▶ EXERCISE
Pick up the essay on science, optimism, and walking with a cane after its last sentence and keep writing it.
Top of READING PASSAGE
I wonder how we get people to see that science — even controversial things like stem cells — is really important.

(So is art and music, but that’s another essay.)

Maybe it is hard to extrapolate from personal experience to general good.

If someone were primary caretaker for someone who had some kind of serious illness, maybe the hardest thing to do is to avoid listening to the doctor, who thinks only in the present reality of his or her practice, and says, “There is nothing we can do.”

That doesn’t mean the problem is not going to get any better.  Technology can and will advance, although the futurists who talk of this are not usually read or followed by physicians.

This did not occur to me until, after a couple of mishaps during the past year, I started walking with the aid of a walker (at first) and then a cane.

Suddenly, I became more aware of other people walking around with canes.

They were sad, ill kempt, and looked hopeless.

Then it occurred to me that their doctors had never told them anything about getting better.  They felt condemned to a life sentence of limited mobility.  And in many cases, it doesn’t have to be so.

Me — I have needed a cane for three extended periods in the last year; lingering idiopathic polyneuropathy from an old illness, a slip-and-fall, and nerve damage from adult chicken pox.

I am on the threshold of getting rid of this mobility aid.  I graduated from using it for support to using it for stability, but I find it invaluable on slippery and wet surfaces and when raising it as a threat toward someone who tries to crowd ahead of me in line for the ladies’ room.

Me — I believe in optimism and self-fulfilling prophecies.

When I use my cane, I am a woman who uses it as an emblem authority, like the late Queen Mother of England, or as a swagger stick or riding crop, like Alec Guinness in “Bridge Over The River Kwai” or General Patton.

Respect My Authority!  Speak Softly But Carry A Big Stick!

I strongly feel that in this “dumbed-down” world where people buy into simplified thoughts, where people think that all politics is either right or left, wrong or right, someone is slowly but surely deep-sixing science.

I have heard people talk about religion vs science too much.  I think anti-intellectuals believe they understand things that are simplified into “either or” by people who set themselves up as “pundits.”

The first time someone asked me about it, I was only seven, supposed to be some kind of “whiz kid” or something. A pleasant lady who was paying my father to write music for her cantata about “Creation,” derived from a series of Biblical verses, asked me the type of question one usually only asks a rabbi or a priest.
Bottom of READING PASSAGE
Top of INFORMATION GIVEN
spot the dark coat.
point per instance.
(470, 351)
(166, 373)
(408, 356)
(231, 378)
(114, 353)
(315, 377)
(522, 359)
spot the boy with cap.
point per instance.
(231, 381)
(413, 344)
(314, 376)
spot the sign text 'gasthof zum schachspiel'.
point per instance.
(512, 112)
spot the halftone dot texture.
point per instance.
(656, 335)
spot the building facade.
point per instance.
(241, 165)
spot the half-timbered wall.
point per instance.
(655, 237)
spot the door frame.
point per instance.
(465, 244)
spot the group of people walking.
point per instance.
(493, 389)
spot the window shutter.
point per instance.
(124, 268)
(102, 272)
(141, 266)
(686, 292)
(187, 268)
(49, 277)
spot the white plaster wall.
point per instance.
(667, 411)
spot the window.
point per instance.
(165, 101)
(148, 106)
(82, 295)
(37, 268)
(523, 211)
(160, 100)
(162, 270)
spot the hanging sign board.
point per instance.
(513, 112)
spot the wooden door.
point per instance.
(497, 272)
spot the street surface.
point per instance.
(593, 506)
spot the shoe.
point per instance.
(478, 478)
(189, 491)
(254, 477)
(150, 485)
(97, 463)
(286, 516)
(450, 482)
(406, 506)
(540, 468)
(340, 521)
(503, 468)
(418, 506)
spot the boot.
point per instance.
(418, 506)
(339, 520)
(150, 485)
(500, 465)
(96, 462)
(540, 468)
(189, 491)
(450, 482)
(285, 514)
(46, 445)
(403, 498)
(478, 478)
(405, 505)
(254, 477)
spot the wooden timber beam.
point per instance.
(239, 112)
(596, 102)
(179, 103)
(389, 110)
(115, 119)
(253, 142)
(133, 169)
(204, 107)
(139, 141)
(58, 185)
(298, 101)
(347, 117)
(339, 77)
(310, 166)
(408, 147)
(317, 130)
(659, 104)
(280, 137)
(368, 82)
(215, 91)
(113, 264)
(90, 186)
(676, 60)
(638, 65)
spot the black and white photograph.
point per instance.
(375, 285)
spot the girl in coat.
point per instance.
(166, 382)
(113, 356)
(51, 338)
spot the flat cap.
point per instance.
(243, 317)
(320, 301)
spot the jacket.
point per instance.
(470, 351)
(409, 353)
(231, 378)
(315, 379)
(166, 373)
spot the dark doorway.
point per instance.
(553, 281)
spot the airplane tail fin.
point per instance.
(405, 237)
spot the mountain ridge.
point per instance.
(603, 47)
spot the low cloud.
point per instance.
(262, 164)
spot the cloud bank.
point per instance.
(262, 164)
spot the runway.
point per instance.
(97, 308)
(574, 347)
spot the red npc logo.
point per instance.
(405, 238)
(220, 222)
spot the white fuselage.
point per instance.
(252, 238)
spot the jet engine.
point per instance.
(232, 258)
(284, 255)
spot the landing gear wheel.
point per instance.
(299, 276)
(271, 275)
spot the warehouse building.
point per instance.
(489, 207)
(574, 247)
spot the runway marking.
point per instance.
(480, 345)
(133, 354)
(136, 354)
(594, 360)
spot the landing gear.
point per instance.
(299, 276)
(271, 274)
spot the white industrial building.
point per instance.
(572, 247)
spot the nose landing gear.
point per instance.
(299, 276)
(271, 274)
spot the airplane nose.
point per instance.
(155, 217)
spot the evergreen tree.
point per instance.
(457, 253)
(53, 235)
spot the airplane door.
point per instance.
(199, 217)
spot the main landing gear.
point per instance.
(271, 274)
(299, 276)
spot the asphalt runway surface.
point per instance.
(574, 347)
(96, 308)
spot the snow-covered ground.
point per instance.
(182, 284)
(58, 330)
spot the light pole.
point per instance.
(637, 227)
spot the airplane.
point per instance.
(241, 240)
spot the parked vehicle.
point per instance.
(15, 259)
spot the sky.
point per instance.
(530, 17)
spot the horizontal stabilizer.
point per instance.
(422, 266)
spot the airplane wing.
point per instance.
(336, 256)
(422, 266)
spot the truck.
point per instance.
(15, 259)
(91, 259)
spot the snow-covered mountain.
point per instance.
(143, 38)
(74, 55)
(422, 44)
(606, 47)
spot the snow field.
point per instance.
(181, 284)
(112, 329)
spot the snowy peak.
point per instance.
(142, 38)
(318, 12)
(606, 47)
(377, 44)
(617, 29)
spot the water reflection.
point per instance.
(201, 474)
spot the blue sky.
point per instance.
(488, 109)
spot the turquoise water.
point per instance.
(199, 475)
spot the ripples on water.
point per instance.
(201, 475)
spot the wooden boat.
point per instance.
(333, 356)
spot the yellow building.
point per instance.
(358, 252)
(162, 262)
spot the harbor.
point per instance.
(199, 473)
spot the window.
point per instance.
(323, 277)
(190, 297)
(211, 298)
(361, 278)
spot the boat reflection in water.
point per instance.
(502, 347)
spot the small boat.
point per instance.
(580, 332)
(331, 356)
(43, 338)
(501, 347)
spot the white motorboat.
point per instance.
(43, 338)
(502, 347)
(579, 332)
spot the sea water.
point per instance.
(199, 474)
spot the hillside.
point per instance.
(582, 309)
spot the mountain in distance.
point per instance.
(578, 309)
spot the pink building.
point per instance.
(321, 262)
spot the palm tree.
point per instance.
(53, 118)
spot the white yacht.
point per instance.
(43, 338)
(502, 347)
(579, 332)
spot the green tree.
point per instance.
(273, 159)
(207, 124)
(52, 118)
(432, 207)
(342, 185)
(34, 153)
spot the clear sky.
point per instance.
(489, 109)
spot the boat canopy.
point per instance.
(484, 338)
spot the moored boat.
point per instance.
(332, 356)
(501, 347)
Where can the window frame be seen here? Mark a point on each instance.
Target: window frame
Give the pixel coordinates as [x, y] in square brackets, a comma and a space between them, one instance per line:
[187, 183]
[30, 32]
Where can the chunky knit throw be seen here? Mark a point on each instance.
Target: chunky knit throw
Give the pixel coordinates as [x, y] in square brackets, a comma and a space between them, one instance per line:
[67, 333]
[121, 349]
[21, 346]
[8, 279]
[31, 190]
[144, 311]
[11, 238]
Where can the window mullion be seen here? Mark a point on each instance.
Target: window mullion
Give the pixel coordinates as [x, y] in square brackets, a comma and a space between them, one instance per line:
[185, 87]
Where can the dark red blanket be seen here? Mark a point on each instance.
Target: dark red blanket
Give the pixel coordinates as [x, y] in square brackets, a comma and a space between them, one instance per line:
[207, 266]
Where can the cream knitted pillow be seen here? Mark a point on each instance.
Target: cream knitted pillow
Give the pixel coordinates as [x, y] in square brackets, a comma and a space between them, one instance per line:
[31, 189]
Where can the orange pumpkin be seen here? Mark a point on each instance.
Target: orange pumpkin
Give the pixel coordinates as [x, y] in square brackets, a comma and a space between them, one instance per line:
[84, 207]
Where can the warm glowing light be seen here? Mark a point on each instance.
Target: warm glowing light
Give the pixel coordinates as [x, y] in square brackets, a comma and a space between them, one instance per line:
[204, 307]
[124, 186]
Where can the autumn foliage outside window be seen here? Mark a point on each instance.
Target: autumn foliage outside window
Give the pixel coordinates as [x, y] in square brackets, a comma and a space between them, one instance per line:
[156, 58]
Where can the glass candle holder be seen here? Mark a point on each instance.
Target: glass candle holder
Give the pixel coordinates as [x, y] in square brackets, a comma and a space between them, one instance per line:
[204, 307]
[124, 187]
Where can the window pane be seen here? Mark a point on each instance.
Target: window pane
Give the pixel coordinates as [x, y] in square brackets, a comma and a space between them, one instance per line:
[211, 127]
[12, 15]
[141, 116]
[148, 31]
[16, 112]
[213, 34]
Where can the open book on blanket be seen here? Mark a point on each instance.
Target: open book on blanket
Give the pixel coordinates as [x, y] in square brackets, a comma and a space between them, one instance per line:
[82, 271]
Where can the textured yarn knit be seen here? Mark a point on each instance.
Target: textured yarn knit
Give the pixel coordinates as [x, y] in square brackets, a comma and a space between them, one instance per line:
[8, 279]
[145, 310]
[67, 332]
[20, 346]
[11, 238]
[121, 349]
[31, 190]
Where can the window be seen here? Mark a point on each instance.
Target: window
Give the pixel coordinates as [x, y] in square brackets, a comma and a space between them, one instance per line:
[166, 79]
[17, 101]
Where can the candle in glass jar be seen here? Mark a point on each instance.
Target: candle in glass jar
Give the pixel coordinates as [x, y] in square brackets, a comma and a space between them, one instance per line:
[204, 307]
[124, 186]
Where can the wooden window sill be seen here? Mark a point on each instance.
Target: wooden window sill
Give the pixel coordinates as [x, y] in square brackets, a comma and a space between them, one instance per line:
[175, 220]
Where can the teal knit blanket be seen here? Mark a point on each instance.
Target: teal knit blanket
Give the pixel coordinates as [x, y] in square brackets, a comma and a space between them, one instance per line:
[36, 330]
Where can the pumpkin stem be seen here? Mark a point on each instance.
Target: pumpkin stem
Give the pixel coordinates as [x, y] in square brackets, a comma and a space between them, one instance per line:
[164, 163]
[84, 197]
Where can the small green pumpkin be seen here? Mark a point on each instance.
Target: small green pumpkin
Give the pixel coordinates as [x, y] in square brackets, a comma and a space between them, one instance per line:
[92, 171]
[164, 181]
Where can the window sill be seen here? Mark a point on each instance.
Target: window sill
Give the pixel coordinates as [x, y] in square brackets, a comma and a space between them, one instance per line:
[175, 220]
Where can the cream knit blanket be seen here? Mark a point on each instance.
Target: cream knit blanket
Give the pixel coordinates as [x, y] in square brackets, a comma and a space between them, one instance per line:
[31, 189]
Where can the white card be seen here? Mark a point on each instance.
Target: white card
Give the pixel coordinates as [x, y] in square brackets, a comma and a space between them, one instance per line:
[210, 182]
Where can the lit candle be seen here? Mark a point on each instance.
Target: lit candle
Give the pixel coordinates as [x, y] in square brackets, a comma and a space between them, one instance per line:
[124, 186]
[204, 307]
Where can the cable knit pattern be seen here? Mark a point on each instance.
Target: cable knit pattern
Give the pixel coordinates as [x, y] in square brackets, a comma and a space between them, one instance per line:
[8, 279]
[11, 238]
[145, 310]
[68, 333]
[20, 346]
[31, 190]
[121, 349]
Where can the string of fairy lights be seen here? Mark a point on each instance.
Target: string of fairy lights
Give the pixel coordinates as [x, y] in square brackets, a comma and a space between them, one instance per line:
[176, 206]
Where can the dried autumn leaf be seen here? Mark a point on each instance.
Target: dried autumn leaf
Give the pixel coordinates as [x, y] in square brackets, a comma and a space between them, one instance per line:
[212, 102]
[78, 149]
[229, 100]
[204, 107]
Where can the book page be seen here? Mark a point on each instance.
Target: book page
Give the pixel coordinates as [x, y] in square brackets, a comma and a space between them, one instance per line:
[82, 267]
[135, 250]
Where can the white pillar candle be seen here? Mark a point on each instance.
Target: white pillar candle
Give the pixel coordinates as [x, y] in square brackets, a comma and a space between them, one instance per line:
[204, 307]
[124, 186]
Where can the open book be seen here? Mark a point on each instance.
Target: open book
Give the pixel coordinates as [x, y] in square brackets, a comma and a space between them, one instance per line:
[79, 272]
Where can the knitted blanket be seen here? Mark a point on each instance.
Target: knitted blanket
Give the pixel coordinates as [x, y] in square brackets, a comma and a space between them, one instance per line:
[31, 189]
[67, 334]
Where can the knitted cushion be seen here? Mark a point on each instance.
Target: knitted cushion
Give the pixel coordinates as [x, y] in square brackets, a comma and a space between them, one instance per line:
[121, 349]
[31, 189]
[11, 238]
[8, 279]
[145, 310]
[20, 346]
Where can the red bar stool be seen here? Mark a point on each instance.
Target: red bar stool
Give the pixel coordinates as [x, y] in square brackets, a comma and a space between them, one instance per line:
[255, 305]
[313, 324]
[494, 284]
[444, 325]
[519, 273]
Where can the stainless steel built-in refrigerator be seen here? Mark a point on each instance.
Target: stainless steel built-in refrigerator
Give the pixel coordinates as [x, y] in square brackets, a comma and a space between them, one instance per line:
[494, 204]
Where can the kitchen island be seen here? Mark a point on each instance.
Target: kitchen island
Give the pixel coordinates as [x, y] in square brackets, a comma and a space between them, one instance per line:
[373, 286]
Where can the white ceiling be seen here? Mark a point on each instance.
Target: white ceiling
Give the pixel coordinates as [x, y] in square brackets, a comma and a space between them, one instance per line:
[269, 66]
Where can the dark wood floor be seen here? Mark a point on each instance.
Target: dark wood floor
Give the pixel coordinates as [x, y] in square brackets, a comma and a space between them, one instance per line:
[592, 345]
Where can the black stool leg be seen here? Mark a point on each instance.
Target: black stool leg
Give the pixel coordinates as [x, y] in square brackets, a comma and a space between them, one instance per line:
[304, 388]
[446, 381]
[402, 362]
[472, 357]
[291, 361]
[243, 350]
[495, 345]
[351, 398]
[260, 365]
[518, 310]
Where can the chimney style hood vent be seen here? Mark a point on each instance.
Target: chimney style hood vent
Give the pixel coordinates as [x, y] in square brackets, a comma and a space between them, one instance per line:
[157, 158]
Bottom of INFORMATION GIVEN
▶ EXERCISE OUTPUT
I still remember my answer.

“Of course. There is a God.  I thought it was obvious.”

I was already studying the Hebrew liturgy with the hope of becoming a cantorial soloist, so I was well-versed beyond my years.  “I think he made things very, very well.  I do not think that how things were made is a coincidence.”

She hugged and kissed me profusely, and my Daddy-Of-Blessed-Memory was happy, too — as she brought him two more cantatas to put music and orchestrate.

There are plenty of intellectuals who have room for both science and religion in their lives. I have spent most of my life in the company of doctors and scientists.  They were mostly just plain folks, taking their families to church on Sunday and/or synagogues on the Sabbath.  I do not think any of them saw any more controversy than I did.

Someone asked me recently about religion vs. science, and I was in pretty much the same place.

Now I say that “God” (or universal intelligence or whatever) does not reveal His (or hers or its) universal truth until people are ready to accept it.

It would have made no sense to reveal genetic recombination at the giving of the Ten Commandments at Mount Sinai, because nobody would have been able to understand it.  

I told pretty much this to my mother when she last asked me why I did not want to have a daughter who would be cute and smart like me.

I explained that because of genetic recombination, which is true and real, she probably would not be cute and smart like me, but more like some of the other folks in our family.

She understood about as well as Moses would have.

Please support science in any way you can.  

It really is good stuff.  It is essential.  It is what will keep the human race going – far longer than political bickering.